* INPUT:
▬▬▬

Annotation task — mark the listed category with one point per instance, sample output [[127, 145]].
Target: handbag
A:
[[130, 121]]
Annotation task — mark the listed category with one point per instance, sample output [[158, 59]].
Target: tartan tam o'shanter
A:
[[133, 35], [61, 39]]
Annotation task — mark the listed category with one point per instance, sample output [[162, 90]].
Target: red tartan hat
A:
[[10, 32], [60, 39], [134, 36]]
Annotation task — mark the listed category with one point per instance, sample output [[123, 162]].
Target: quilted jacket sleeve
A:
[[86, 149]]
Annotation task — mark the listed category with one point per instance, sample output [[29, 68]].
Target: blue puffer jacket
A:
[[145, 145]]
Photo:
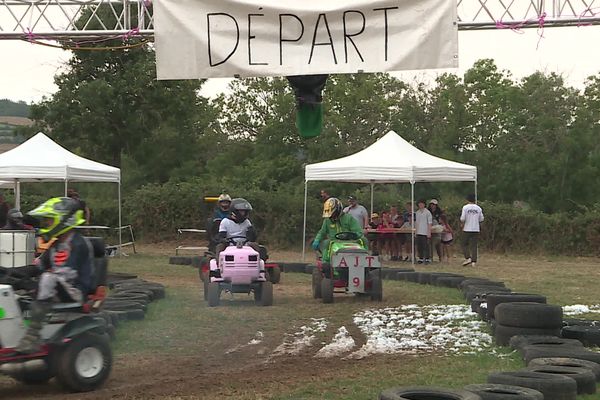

▬▬▬

Tally the lines of the material above that include the word "sample", then state that tally alone.

* TASK RESULT: 5